**DOCUMENT PASSAGE**
◆ ◆ ◆ ◆ ◆
According to exemplary embodiments, the control signal comprises a first vector indicating one or more frequency ranges above the first cross-over frequency to be parametrically reconstructed based on the high frequency reconstruction parameters. In this way, the frequency extended signal may be given precedence over the second waveform-coded signal for certain frequency bands.
According to exemplary embodiments, there is also provided a computer program product comprising a computer-readable medium with instructions for performing any decoding method of the first aspect.
According to exemplary embodiments, there is also provided a decoder for an audio processing system, comprising: a receiving stage configured to receive a first waveform-coded signal having a spectral content up to a first cross-over frequency, a second waveform-coded signal having a spectral content corresponding to a subset of the frequency range above the first cross-over frequency, and high frequency reconstruction parameters; a high frequency reconstructing stage configured to receive the first waveform-decoded signal and the high frequency reconstruction parameters from the receiving stage and to perform high frequency reconstruction using the first waveform-coded signal and the high frequency reconstruction parameters so as to generate a frequency extended signal having a spectral content above the first cross-over frequency; and an interleaving stage configured to receive the frequency extended signal from the high frequency reconstruction stage and the second waveform-coded signal from the receiving stage, and to interleave the frequency extended signal with the second waveform-coded signal.
According to exemplary embodiments, the decoder may be configured to perform any decoding method disclosed herein.
◆ ◆ ◆ ◆ ◆
**DATASET EXTRACT**
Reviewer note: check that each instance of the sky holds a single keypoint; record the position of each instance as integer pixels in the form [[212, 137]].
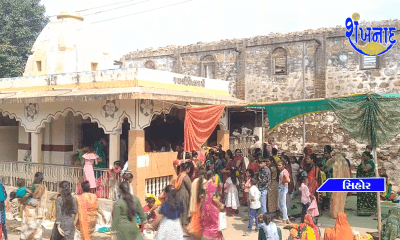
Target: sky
[[210, 20]]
◆ ◆ ◆ ◆ ◆
**OBJECTIVE 1**
From the audio decoder passage, lift the wording starting with "According to exemplary embodiments, the control" and going on through "certain frequency bands.".
**OBJECTIVE 2**
In the audio decoder passage, what does the interleaving stage interleave?

**TASK SOLUTION 1**
According to exemplary embodiments, the control signal comprises a first vector indicating one or more frequency ranges above the first cross-over frequency to be parametrically reconstructed based on the high frequency reconstruction parameters. In this way, the frequency extended signal may be given precedence over the second waveform-coded signal for certain frequency bands.

**TASK SOLUTION 2**
It interleaves the frequency extended signal with the second waveform-coded signal.